Do this
Can you copy every one of the records below word for word, with nothing added or left out?
========================================
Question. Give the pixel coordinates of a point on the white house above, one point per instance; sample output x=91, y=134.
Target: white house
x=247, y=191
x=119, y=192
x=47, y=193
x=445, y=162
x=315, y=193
========================================
Correct response
Question. Give the pixel coordinates of a point on the white house above, one point per instance; sample output x=91, y=134.
Target: white house
x=247, y=191
x=119, y=192
x=47, y=193
x=445, y=162
x=315, y=193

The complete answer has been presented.